Home defense is a crucial cornerstone for anyone living in today’s crime-filed world, and no matter what the media tries to tell us, we all know that the pen doesn’t always beat the sword. It’s not like you’re going to take the time, or risk trying to talk yourself out of a life or death scenario, when you have a legitimate way out. That “way out” comes in multiple calibers, but for the sake of common sense we’ll boil it down to the top three.

  1. 9mm
  2. .40 S&W
  3. .45 ACP

You might be thinking, “Why just those three? What about .22LR, .380 ACP, .357 Magnum?”. The answer is simple, those are the three most readily available sidearm calibers on the market. Yes, .22LR is (by the numbers) the most common caliber sold, but when SHTF everyone will be buying it out because it’s the cheapest firearm on the market. From a prepper’s standpoint, that takes .22LR right out of the picture. Besides, when it comes to comparing .22LR to the other three calibers, it’s like comparing a small pebble to a large rock.

Now that we’ve boiled it down to three calibers, let’s get into the details of each one, starting with the 9mm. With the cost of 9mm hollow point ammunition averaging $25-$30 for a box of 50, the 9mm is places within the “affordable” range. Arguably the most popular caliber on the market for standard-sized handguns, the 9mm is used by many law enforcement, and government agencies. The most reliable, and cost-effective way of delivering the 9mm is through the Glock series of handguns. Glocks average $400-$600 depending on the model, and have been a lightweight, durable means of self-defense since 1963.

Next, we’ll get started on the .40 S&W. Weighing an estimated four grams more than the 9mm, you would think the .40 S&W is a “no-brainer” right? Wrong, for what the 9mm lacks in weight, it makes up in muzzle velocity (how fast the round exits the firearm). The .40 S&W averages 980 ft/s, while the 9mm averages 1,248 ft/s. Both calibers cost relatively the same on average, so deciding if the .40 S&W all depends on your preferred method of delivery.

The most popular handgun for this category is (you guessed it) the S&W M&P .40. This particular handgun has a 16-round capacity (15 in the magazine, one in the chamber), and costs between $525-$600. S&W has been around since the 1800’s, and is one of the leaders in firearm sales. With a history of superior firearms, S&W has shown dependability along with durability in stressful situations, making them a top-choice for today’s preppers.

Lastly, we’ll target the .45 ACP. With incredible stopping power, the .45 ACP’s downfall is its muzzle velocity (830 ft/s). This specific caliber, however, doesn’t necessarily rely on its muzzle velocity to deliver stopping-power. The .45 ACP costs a surprising $20-$35 per box of 50 hollow point rounds, making them cost-effective for preppers willing to search the internet for the best deals.

Most handguns capable of shooting .45 ACP rounds only come with magazines that are able to hold 12 rounds on average. The most popular handgun for this caliber is the Beretta PX4 Storm Type F. The Type F is a very durable, cost-efficient ($575-$650), ambidextrous handgun meant for the more serious home defense enthusiasts.

Not everyone really cares about the caliber, but more specifically the gun itself. No worries, because now we’ll get into the handguns to look into, and the ones you should forget about. Most articles you look into will throw a big list of guns at you without really getting into why you should look into them for your best way to defend your castle. Here’s a list of the good (recommended), the bad (not recommended), and the plain old ugly (avoid completely for home defense).

#### Dataset extract
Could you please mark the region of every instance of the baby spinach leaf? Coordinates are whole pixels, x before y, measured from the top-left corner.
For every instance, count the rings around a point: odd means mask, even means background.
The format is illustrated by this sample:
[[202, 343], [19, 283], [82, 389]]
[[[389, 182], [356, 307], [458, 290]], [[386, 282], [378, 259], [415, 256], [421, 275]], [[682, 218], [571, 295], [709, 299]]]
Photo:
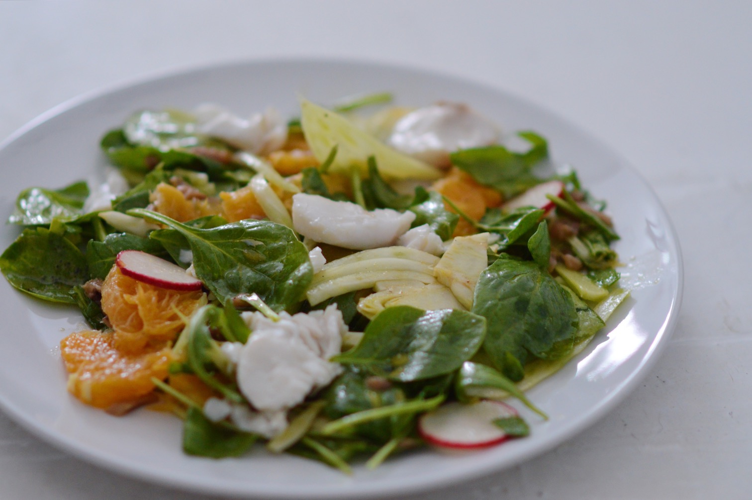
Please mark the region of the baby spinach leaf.
[[376, 159], [368, 156], [368, 177], [362, 180], [363, 196], [368, 208], [392, 208], [405, 210], [410, 206], [413, 197], [401, 195], [381, 177], [376, 166]]
[[105, 313], [102, 310], [102, 305], [89, 298], [83, 288], [80, 285], [77, 285], [71, 290], [71, 295], [81, 310], [83, 319], [86, 320], [89, 326], [95, 330], [106, 330], [107, 325], [105, 324]]
[[572, 297], [532, 262], [499, 259], [490, 265], [475, 286], [472, 311], [487, 320], [486, 353], [515, 381], [520, 374], [514, 361], [553, 359], [562, 343], [574, 343], [578, 317]]
[[217, 342], [211, 338], [209, 323], [216, 322], [221, 310], [216, 306], [208, 305], [197, 311], [186, 326], [181, 334], [187, 336], [187, 364], [191, 371], [201, 379], [202, 382], [224, 398], [236, 403], [243, 403], [245, 399], [238, 392], [234, 383], [226, 382], [215, 376], [222, 373], [229, 361], [222, 352]]
[[534, 207], [522, 207], [508, 213], [490, 208], [476, 226], [481, 231], [500, 235], [499, 247], [504, 249], [532, 231], [544, 214], [543, 210]]
[[[323, 394], [326, 402], [324, 413], [329, 418], [338, 419], [407, 399], [402, 389], [396, 385], [380, 391], [368, 389], [365, 380], [370, 376], [362, 367], [345, 365], [342, 374], [335, 379]], [[354, 427], [353, 432], [377, 442], [386, 442], [392, 438], [395, 428], [401, 424], [399, 418], [381, 419], [360, 423]]]
[[547, 271], [550, 265], [551, 238], [548, 235], [548, 224], [542, 221], [538, 229], [527, 241], [527, 248], [530, 250], [532, 260], [544, 270]]
[[617, 253], [599, 231], [588, 231], [569, 239], [572, 252], [590, 269], [608, 269], [616, 263]]
[[155, 168], [149, 172], [138, 185], [116, 198], [112, 209], [126, 212], [131, 208], [144, 208], [149, 205], [149, 195], [159, 183], [169, 182], [171, 174], [164, 168]]
[[195, 408], [188, 408], [183, 427], [183, 450], [189, 455], [221, 459], [245, 453], [257, 437], [211, 422]]
[[459, 368], [480, 348], [485, 331], [482, 317], [463, 311], [387, 308], [357, 347], [334, 360], [402, 382], [425, 380]]
[[459, 216], [447, 210], [441, 195], [424, 188], [415, 188], [415, 197], [408, 208], [416, 215], [411, 227], [428, 224], [442, 240], [448, 240], [454, 232]]
[[540, 182], [530, 171], [548, 156], [547, 144], [542, 137], [532, 132], [518, 135], [532, 145], [526, 153], [497, 145], [462, 150], [453, 153], [450, 159], [478, 182], [511, 198]]
[[168, 256], [157, 241], [127, 232], [114, 232], [108, 235], [103, 241], [89, 241], [86, 258], [91, 277], [104, 280], [115, 263], [115, 257], [124, 250], [138, 250], [162, 259]]
[[[473, 397], [481, 396], [484, 389], [499, 389], [508, 392], [523, 402], [527, 408], [547, 420], [548, 416], [527, 398], [525, 393], [496, 370], [490, 366], [465, 361], [457, 373], [455, 380], [455, 393], [459, 401], [466, 402]], [[478, 390], [481, 392], [479, 392]]]
[[614, 268], [605, 269], [593, 269], [587, 271], [587, 277], [595, 281], [598, 285], [608, 288], [621, 277], [621, 274]]
[[[577, 311], [578, 325], [577, 332], [575, 334], [575, 342], [585, 338], [590, 338], [596, 335], [599, 330], [605, 326], [605, 323], [603, 320], [584, 300], [580, 298], [572, 289], [569, 286], [562, 286], [562, 288], [569, 293], [572, 302], [575, 304], [575, 310]], [[562, 356], [568, 353], [569, 352], [562, 353]]]
[[308, 167], [308, 168], [303, 168], [301, 173], [303, 174], [303, 178], [301, 181], [303, 192], [309, 195], [318, 195], [319, 196], [323, 196], [324, 198], [337, 202], [350, 201], [347, 195], [344, 192], [332, 193], [329, 192], [318, 168]]
[[89, 280], [86, 260], [62, 235], [25, 229], [0, 256], [0, 271], [18, 289], [53, 302], [75, 304], [71, 292]]
[[143, 208], [128, 213], [184, 237], [196, 275], [222, 302], [255, 292], [278, 312], [296, 306], [313, 278], [308, 250], [281, 224], [246, 220], [205, 229]]
[[596, 229], [605, 238], [607, 243], [619, 239], [619, 235], [594, 214], [591, 214], [577, 204], [568, 191], [564, 191], [563, 199], [558, 196], [549, 195], [548, 199], [556, 205], [556, 208], [566, 212], [569, 215], [579, 219], [583, 223]]
[[70, 222], [81, 215], [88, 196], [89, 186], [83, 181], [59, 189], [31, 187], [18, 195], [8, 222], [23, 226], [48, 226], [53, 219]]
[[493, 420], [494, 425], [504, 431], [508, 436], [524, 438], [530, 434], [530, 427], [521, 417], [504, 417]]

#### Exercise
Reproduce the passage on home-defense handgun calibers word for word, from "Lastly, we’ll target" to "the best deals.", including both.

#### Result
Lastly, we’ll target the .45 ACP. With incredible stopping power, the .45 ACP’s downfall is its muzzle velocity (830 ft/s). This specific caliber, however, doesn’t necessarily rely on its muzzle velocity to deliver stopping-power. The .45 ACP costs a surprising $20-$35 per box of 50 hollow point rounds, making them cost-effective for preppers willing to search the internet for the best deals.